[Provided text Boundary: Start]

In a first, scientists keep cells alive in the brains of dead pigs
This technique might one day lead to better brain therapies for living people
Scientists have kept cells alive in the brains of dead pigs. This first-of-its-kind feat was done with a sophisticated system of artificial fluid. The pigs had died four hours earlier at a slaughterhouse.
“This is a huge breakthrough,” says Nita Farahany. An ethicist and legal scholar at Duke University in Durham, N.C., Farahany wasn’t involved in the research. “It fundamentally challenges existing beliefs in neuroscience,” she says. The research hints that in some cases, the loss of brain function doesn’t have to be permanent. The findings appeared April 17 in Nature.
In the study, the brains showed no signs of consciousness. For that, they’d need more widespread activity. But individual nerve cells were still firing. “There’s this gray zone between dead animals and living animals,” says Farahany. She coauthored another piece in Nature offered as a commentary on the new study.
The goal was never to create true zombies. Instead, the results may one day lead to better treatments for brain damage. Strokes and other types of injuries can harm brain tissue by starving it of oxygen. The study also raises major ethical questions about research on brains that are neither alive nor yet completely dead.
How to make an undead brain
“No animals died for this study,” the authors of the new work write in their paper. They did the experiments on pigs that had been killed in a food processing plant. These animals were destined to become pork.
After death, the heads of some 300 pigs were put on ice. They they were sent to a lab at Yale University in New Haven, Conn. There, researchers cut out the brains.
Four hours after the animals had died, researchers put 32 of these brains in an artificial system called BrainEx. It includes a fluid designed to stay at the animal’s body temperature and replace its blood. The fluid moves through the blood vessels, carrying oxygen, sugar and other ingredients needed to keep the brain cells fed.

[Provided text Boundary: End]
[Excerpted records Boundary: Start]

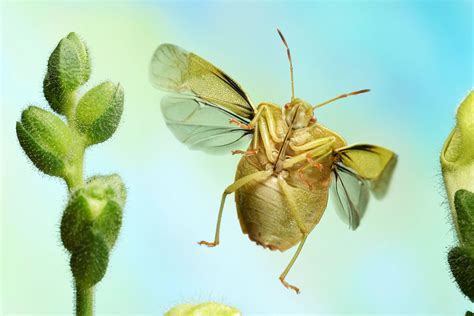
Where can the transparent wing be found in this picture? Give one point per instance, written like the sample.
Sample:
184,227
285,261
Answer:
204,126
350,194
176,70
373,163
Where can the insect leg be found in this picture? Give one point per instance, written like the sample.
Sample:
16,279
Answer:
261,175
292,205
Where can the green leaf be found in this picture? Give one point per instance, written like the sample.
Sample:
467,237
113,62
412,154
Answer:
89,262
461,262
75,221
98,206
98,112
46,140
464,203
68,69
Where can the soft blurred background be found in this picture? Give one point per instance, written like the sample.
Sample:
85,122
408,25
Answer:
416,56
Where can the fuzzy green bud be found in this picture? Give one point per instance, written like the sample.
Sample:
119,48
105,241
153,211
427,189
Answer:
464,204
457,164
90,226
98,112
46,139
209,308
457,156
97,206
68,69
89,261
461,262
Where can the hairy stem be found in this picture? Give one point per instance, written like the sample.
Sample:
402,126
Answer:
84,301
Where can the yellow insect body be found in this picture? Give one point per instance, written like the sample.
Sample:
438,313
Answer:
263,207
282,181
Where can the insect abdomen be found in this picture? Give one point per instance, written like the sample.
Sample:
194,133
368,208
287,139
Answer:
264,212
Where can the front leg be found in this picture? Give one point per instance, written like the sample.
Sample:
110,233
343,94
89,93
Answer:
260,175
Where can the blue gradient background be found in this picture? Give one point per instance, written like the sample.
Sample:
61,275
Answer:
416,56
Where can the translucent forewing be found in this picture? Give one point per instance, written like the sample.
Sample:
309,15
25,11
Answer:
350,194
203,126
176,70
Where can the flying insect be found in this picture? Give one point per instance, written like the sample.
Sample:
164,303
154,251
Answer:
284,177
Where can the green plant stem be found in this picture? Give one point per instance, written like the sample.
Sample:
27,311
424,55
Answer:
84,301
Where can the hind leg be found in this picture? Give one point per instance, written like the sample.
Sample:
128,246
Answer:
294,213
261,175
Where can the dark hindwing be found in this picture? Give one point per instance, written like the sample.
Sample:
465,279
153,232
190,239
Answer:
350,195
360,169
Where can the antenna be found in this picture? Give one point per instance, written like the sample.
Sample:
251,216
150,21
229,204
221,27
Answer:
340,97
291,64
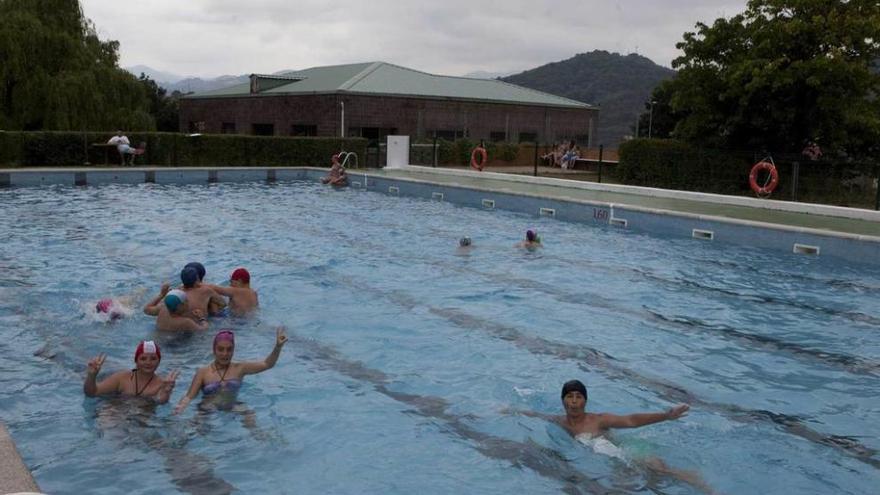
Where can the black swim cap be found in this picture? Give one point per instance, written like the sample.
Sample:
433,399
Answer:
200,268
574,386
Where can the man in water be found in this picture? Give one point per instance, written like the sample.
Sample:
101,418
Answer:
216,305
593,428
242,299
139,382
533,240
171,311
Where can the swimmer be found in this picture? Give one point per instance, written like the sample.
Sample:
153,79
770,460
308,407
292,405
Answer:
216,305
533,240
170,309
200,296
592,429
220,381
139,382
242,299
464,245
337,176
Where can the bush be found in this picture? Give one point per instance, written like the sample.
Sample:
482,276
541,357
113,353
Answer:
59,149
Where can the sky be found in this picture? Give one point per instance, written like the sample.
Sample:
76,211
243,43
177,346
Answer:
208,38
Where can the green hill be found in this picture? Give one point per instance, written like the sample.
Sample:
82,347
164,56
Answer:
619,84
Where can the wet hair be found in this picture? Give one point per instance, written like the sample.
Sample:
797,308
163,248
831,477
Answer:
574,386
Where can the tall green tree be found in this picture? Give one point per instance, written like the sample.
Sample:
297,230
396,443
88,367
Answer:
781,74
56,74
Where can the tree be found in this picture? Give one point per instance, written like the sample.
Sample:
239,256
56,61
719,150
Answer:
56,74
782,74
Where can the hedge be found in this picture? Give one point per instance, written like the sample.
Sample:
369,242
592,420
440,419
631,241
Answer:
64,149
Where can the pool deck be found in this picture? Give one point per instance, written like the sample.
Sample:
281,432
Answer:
14,476
834,220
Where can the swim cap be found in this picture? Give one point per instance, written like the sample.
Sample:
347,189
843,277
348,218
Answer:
200,268
149,347
226,335
189,276
103,306
174,299
574,386
241,274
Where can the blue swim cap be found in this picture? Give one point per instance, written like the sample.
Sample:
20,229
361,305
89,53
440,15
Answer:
189,276
200,268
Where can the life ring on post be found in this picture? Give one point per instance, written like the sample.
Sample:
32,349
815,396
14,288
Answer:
772,181
484,157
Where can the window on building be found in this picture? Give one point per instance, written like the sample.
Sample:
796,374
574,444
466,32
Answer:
304,130
528,137
263,129
497,136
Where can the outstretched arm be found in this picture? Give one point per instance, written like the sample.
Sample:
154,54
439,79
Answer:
260,366
152,307
194,388
641,419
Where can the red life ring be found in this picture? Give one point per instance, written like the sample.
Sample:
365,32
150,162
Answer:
484,157
768,186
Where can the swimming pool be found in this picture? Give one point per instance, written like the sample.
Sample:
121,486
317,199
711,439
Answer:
403,352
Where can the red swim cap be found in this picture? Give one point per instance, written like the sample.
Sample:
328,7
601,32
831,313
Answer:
149,347
241,274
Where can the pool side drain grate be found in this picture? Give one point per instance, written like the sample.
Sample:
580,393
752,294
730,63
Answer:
805,249
706,235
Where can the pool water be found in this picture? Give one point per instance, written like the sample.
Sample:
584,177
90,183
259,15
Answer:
405,352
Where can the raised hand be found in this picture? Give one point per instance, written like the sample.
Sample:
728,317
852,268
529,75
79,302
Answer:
95,364
678,411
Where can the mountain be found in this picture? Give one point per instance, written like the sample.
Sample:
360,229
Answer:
156,75
619,84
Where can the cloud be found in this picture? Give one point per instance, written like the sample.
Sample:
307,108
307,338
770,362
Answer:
209,38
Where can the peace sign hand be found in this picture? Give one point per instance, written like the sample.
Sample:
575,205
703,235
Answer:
95,364
169,381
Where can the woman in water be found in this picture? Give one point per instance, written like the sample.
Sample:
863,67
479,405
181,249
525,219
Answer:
219,382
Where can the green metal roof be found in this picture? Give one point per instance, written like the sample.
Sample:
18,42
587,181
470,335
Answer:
381,78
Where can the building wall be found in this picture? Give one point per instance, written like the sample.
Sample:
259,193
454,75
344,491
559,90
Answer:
368,115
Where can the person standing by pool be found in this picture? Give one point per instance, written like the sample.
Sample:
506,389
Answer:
139,382
170,309
592,429
219,381
242,299
533,240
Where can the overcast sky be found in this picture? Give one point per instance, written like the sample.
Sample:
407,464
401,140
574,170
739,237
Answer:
207,38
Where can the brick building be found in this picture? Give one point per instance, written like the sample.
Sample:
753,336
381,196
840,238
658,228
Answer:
373,100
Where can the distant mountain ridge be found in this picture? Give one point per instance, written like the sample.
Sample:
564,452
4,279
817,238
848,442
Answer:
618,84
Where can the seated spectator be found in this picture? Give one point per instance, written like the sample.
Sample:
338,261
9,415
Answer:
570,157
124,147
337,176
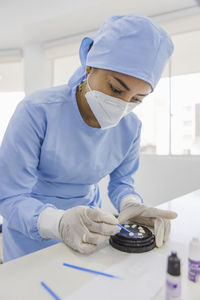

[Excerpted records Boundary: End]

Task objective:
In the article about keeping cells alive in dead pig brains, what is the name of the artificial system the researchers put the brains in?

Answer to this problem:
BrainEx